Rewrite the rows from the line holding "[tag] sharp talon (a dot for each instance)" through the end of the rows, inclusive, with every "Emitted" changed to "Predicted" and nothing else altered.
>>>>
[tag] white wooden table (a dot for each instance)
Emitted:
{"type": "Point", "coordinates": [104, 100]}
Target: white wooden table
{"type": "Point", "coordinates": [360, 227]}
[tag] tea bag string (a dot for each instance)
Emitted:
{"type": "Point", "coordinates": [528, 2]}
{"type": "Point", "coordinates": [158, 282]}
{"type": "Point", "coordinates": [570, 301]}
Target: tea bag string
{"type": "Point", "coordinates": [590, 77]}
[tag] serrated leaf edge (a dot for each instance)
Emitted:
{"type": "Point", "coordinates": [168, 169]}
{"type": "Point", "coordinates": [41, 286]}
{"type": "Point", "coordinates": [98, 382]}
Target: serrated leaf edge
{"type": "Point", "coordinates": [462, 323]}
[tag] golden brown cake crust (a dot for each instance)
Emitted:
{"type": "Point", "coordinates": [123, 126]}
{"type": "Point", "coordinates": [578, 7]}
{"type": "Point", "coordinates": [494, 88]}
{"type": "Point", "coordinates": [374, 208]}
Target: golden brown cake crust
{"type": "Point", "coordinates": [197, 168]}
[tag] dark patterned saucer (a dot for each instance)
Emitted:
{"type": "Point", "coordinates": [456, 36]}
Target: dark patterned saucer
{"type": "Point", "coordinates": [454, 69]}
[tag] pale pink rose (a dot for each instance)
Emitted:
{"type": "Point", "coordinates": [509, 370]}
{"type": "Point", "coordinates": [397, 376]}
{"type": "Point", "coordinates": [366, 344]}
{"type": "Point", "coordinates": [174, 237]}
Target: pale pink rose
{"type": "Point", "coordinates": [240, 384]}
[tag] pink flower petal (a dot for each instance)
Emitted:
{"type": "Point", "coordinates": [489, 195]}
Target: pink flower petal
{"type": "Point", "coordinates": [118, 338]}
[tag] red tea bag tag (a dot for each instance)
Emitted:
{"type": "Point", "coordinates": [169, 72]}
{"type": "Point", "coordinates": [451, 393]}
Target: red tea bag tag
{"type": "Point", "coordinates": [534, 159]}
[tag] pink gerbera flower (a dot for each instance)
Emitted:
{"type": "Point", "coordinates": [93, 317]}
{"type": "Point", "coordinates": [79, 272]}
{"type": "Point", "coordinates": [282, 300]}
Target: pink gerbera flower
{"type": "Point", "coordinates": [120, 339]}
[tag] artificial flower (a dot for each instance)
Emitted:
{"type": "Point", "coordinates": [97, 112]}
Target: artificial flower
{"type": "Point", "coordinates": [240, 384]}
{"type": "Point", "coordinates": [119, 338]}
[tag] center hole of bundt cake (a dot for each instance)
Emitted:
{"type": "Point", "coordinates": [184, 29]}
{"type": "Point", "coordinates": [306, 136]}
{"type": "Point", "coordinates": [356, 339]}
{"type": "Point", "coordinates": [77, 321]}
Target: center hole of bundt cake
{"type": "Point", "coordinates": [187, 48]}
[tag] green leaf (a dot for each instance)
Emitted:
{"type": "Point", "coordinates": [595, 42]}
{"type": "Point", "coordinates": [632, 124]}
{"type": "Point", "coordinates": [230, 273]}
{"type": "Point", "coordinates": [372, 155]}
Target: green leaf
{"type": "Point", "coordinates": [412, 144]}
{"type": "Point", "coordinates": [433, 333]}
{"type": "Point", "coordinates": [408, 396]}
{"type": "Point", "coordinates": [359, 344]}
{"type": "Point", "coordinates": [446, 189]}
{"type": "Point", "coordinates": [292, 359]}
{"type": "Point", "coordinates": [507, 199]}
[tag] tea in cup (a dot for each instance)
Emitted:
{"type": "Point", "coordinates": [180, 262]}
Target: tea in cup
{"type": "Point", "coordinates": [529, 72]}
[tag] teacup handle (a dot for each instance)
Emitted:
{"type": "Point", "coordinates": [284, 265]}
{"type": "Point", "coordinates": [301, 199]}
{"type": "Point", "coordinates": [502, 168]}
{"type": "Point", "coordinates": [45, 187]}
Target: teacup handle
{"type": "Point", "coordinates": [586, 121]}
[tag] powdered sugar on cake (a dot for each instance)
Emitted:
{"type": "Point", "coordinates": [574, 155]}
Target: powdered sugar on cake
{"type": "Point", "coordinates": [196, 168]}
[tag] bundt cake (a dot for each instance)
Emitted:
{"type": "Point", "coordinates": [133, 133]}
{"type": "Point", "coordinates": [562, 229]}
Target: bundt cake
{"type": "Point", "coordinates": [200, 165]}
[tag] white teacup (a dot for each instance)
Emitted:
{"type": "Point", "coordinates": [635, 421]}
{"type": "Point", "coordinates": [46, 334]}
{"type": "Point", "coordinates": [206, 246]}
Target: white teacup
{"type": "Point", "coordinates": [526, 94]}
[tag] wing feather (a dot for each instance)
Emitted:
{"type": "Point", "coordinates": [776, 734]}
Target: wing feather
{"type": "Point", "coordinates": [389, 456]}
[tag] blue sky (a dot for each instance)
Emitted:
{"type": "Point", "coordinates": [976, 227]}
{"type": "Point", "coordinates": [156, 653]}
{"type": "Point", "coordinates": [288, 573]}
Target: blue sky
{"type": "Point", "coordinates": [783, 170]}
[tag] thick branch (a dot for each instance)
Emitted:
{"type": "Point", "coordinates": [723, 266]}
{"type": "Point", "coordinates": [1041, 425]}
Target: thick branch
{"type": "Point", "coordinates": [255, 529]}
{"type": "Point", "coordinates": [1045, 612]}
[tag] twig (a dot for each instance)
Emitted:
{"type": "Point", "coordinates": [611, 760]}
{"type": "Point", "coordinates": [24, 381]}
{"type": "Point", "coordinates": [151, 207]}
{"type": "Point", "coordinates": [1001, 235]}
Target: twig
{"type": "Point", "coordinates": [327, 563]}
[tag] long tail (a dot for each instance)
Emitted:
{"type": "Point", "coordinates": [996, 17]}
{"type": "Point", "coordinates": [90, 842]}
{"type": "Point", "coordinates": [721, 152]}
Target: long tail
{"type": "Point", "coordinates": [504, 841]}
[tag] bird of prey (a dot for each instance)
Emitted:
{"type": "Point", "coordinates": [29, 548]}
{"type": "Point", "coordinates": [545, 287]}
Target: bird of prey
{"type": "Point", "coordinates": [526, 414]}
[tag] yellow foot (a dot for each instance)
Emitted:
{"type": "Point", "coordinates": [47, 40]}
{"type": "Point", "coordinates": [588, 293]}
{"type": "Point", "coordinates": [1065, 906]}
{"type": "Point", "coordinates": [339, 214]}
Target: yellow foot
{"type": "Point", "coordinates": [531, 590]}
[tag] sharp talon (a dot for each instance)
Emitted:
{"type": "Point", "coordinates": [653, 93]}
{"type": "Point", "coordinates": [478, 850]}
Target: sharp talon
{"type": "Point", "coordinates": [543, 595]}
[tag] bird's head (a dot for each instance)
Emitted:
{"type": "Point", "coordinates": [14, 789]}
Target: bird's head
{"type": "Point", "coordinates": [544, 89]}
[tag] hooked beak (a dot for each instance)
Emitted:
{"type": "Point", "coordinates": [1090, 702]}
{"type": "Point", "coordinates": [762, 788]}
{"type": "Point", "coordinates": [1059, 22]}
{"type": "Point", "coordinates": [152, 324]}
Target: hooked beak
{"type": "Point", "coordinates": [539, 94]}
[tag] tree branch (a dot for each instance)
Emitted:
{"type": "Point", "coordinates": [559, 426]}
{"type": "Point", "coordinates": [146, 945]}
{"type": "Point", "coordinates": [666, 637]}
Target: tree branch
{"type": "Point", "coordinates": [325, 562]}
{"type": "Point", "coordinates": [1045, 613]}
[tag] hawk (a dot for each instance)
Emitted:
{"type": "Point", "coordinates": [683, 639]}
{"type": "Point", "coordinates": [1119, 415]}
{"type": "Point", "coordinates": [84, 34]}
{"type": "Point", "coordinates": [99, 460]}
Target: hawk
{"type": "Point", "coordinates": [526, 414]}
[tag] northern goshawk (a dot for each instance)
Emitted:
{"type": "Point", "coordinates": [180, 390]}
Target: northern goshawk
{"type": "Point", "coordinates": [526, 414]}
<<<<
▶ [COMPLETE RESPONSE]
[tag] sharp talon (a dot for each instance)
Predicted:
{"type": "Point", "coordinates": [653, 93]}
{"type": "Point", "coordinates": [478, 850]}
Target: sharp talon
{"type": "Point", "coordinates": [543, 595]}
[tag] bird's head (a dot for each instance)
Predicted:
{"type": "Point", "coordinates": [14, 789]}
Target: bird's head
{"type": "Point", "coordinates": [544, 89]}
[tag] hooked beak (a dot for each instance)
Predicted:
{"type": "Point", "coordinates": [1090, 702]}
{"type": "Point", "coordinates": [762, 788]}
{"type": "Point", "coordinates": [1059, 22]}
{"type": "Point", "coordinates": [152, 324]}
Target: hooked beak
{"type": "Point", "coordinates": [539, 94]}
[tag] tree branch (a dot for each instance)
Predicted:
{"type": "Point", "coordinates": [559, 426]}
{"type": "Point", "coordinates": [146, 945]}
{"type": "Point", "coordinates": [666, 637]}
Target: tree branch
{"type": "Point", "coordinates": [325, 562]}
{"type": "Point", "coordinates": [1045, 613]}
[tag] hawk (a dot for each instance)
Predicted:
{"type": "Point", "coordinates": [683, 639]}
{"type": "Point", "coordinates": [1119, 415]}
{"type": "Point", "coordinates": [84, 34]}
{"type": "Point", "coordinates": [99, 460]}
Target: hawk
{"type": "Point", "coordinates": [526, 414]}
[tag] northern goshawk (a dot for each instance)
Predicted:
{"type": "Point", "coordinates": [180, 390]}
Target: northern goshawk
{"type": "Point", "coordinates": [526, 414]}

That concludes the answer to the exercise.